List of tasks
1. In the NFL season-ticket passage, what share of its normal capacity did the Jaguars say their stadium could hold?
2. Return, word for word, everything in the NFL season-ticket passage from "Other teams that" down to "San Francisco 49ers.".

*** Opening Given passage ***

The common thread is an acknowledgement that if NFL games are played with fans in stadiums this year, social-distancing requirements will severely reduce attendance. Some teams also have informed fans that attendees at 2020 games will be required to wear masks.
The Jacksonville Jaguars, who announced last week that all season tickets “will be returned” to the team for credits or refunds, said their stadium will be able to accommodate approximately 25% of its normal capacity. At 25% capacity, TIAA Bank Field -- also the site of the annual college football game between Georgia and Florida -- would seat less than 17,000 fans. The Jaguars said that could increase after the season begins based on “developments on the health and safety front.”
Other teams that essentially have ended season tickets for 2020 include the defending Super Bowl champion Kansas City Chiefs, the Baltimore Ravens and the San Francisco 49ers.
“Because the club cannot fairly re-seat the entire season ticket base across a limited number of seats,” the Chiefs said in a news release, “all season ticket members will automatically have their 2020 payment credited for the 2021 season without any action on their part.”
The Ravens said they expect a stadium capacity -- “if fans are allowed” -- below 14,000 per game.
"We are disappointed that this will be a disruption for many ticket buyers,” Ravens president Dick Cass said in a statement, “but we have an obligation to our fans and our community to keep M&T Bank Stadium as safe as possible."

*** Closing Given passage ***
*** Opening Given records ***

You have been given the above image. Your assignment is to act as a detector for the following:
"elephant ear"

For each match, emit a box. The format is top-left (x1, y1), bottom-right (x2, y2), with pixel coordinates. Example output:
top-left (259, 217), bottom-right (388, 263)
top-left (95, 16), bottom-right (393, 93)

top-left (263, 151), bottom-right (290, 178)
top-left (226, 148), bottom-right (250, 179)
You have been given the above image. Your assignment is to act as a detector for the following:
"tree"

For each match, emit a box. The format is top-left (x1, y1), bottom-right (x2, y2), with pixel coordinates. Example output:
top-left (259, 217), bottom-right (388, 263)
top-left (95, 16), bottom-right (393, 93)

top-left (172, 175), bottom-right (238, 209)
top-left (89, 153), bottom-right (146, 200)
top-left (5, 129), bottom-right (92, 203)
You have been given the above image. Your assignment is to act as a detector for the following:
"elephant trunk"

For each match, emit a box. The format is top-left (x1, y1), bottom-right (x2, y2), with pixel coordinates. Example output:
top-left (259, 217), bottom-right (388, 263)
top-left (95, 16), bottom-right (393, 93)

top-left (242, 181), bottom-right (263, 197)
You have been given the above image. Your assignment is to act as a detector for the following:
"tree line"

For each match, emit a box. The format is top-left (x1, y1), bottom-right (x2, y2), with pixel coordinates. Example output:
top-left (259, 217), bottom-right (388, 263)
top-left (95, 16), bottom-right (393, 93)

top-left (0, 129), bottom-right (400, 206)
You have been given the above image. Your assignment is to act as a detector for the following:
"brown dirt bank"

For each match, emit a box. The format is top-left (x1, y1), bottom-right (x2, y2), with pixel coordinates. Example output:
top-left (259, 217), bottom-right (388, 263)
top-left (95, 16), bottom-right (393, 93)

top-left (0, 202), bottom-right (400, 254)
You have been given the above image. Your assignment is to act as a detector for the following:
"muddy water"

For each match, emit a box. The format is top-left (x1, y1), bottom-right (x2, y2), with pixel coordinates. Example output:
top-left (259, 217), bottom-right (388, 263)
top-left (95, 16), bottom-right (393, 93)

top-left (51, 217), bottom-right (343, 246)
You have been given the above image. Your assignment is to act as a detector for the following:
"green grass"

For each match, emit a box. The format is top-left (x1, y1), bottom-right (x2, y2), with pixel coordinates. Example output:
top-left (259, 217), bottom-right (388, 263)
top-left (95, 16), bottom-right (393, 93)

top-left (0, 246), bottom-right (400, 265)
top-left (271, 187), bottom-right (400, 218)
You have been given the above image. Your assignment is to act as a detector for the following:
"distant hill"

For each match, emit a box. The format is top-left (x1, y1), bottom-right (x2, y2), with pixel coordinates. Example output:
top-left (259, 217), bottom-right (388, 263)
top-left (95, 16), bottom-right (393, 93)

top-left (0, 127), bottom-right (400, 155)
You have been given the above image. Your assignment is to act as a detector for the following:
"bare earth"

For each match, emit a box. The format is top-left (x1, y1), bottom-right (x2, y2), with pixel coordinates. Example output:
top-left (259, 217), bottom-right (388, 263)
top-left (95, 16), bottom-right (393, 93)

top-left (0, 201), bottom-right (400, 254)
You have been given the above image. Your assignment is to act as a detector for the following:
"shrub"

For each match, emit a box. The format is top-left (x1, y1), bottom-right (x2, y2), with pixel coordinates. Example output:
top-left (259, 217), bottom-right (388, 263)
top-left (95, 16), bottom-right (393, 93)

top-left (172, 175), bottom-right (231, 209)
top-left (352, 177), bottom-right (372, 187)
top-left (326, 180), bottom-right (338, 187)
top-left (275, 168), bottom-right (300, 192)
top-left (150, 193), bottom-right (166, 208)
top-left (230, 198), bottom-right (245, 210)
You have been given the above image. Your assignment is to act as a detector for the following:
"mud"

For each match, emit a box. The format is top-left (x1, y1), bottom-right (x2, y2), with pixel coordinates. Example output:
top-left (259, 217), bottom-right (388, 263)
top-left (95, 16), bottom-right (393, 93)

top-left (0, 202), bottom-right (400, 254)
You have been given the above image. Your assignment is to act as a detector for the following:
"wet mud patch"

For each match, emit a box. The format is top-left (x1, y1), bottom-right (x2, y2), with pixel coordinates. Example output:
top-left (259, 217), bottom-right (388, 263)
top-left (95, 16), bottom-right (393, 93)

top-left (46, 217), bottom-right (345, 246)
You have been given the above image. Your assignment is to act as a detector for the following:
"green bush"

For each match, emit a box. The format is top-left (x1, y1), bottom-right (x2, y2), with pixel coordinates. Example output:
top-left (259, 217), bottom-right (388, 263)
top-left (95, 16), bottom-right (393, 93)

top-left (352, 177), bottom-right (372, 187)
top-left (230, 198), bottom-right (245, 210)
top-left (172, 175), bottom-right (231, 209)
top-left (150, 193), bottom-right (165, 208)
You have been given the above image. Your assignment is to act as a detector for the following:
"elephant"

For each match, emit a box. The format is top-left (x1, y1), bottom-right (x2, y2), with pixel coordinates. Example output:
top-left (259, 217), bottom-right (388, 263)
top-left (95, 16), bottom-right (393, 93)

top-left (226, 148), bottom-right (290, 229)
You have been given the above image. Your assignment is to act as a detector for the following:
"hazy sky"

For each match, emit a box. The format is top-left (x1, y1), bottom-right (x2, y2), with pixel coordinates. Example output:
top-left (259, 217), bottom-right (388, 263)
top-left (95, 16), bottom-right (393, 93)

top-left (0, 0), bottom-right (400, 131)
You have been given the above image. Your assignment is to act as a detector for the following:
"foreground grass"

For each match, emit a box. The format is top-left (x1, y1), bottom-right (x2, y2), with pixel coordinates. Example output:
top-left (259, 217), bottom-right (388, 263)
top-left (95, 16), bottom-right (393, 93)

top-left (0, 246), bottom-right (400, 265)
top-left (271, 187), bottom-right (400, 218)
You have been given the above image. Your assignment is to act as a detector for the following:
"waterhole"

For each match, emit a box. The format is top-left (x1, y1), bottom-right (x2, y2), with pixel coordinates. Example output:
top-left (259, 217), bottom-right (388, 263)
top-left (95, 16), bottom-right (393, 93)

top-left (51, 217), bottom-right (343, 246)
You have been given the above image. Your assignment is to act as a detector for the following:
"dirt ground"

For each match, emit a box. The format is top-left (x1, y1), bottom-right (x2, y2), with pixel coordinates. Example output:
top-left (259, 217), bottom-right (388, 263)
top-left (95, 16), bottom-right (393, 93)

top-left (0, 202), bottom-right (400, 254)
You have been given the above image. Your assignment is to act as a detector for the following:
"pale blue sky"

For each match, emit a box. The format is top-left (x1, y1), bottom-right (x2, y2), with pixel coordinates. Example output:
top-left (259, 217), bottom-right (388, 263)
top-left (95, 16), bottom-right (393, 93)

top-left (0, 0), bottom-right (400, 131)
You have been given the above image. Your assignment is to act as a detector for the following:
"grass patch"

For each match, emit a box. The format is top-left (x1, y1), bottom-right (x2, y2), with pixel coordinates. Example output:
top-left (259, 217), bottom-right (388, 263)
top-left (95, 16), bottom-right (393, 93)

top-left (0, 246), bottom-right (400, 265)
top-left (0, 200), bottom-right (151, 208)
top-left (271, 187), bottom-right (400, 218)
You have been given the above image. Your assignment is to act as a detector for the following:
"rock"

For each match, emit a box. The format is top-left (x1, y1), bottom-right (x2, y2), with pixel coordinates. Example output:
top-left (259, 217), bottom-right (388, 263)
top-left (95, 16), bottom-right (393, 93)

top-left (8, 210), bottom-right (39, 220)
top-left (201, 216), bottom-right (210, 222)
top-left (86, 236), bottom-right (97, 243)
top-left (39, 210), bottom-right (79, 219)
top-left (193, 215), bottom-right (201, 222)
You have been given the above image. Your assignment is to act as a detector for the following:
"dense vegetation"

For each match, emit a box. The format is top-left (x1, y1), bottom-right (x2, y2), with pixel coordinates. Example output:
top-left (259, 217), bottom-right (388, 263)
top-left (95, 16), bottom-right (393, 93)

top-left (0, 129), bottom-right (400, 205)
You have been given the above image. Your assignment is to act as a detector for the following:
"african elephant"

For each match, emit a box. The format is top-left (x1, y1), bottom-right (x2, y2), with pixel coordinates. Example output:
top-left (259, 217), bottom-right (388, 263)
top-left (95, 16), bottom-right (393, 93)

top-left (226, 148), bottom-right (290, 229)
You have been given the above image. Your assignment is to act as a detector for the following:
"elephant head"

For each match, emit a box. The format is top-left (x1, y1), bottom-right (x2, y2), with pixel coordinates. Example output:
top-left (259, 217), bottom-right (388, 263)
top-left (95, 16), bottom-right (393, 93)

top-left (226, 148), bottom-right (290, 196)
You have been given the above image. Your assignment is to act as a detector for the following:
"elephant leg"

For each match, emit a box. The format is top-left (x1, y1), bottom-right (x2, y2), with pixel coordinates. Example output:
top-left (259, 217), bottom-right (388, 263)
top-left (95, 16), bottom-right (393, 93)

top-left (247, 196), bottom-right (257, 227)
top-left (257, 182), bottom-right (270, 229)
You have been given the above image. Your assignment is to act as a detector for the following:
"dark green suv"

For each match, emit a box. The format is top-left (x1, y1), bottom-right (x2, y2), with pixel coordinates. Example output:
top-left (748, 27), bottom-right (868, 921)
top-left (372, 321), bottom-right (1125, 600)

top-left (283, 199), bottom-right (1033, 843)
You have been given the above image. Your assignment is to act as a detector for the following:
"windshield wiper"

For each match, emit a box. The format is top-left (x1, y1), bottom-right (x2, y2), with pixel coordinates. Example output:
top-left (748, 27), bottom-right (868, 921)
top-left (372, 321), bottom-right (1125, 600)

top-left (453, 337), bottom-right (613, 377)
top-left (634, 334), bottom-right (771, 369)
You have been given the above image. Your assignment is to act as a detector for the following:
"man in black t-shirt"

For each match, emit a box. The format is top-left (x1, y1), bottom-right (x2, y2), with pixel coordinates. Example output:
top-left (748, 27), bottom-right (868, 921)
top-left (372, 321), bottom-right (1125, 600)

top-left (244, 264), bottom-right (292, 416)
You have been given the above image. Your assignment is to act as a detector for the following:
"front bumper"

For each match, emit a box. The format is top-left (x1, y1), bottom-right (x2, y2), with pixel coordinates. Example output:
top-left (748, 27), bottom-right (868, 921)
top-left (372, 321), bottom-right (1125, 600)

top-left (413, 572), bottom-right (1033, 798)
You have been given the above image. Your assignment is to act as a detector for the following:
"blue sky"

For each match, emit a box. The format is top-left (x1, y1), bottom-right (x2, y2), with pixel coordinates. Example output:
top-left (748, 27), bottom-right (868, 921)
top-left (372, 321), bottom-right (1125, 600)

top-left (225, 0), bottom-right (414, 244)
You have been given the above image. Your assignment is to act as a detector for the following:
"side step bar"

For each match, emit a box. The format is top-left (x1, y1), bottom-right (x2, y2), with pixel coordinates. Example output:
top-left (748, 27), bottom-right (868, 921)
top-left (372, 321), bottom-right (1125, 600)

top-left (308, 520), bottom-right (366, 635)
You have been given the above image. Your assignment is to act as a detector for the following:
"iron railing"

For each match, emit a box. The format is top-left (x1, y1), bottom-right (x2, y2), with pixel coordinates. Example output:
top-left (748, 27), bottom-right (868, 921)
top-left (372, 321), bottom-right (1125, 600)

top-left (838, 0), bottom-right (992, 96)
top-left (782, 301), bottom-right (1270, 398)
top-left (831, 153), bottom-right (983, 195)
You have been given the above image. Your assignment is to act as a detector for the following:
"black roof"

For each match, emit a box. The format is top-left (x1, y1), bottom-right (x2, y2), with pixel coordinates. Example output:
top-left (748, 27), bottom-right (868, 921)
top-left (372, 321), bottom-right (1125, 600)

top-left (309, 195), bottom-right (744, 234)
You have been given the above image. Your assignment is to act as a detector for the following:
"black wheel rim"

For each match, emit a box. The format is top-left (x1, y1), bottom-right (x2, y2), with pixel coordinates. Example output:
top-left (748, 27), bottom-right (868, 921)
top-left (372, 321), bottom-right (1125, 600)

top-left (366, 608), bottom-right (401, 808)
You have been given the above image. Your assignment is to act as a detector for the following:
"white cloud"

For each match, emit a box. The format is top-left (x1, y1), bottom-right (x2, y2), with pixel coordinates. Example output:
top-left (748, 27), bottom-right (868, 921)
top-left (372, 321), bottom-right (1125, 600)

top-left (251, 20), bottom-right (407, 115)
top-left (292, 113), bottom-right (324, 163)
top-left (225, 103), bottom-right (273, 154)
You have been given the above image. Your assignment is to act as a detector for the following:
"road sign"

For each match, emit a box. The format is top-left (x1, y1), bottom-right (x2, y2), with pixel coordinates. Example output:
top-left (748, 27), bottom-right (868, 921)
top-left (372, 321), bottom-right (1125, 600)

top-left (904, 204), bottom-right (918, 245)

*** Closing Given records ***

Results
1. Approximately 25%.

2.
Other teams that essentially have ended season tickets for 2020 include the defending Super Bowl champion Kansas City Chiefs, the Baltimore Ravens and the San Francisco 49ers.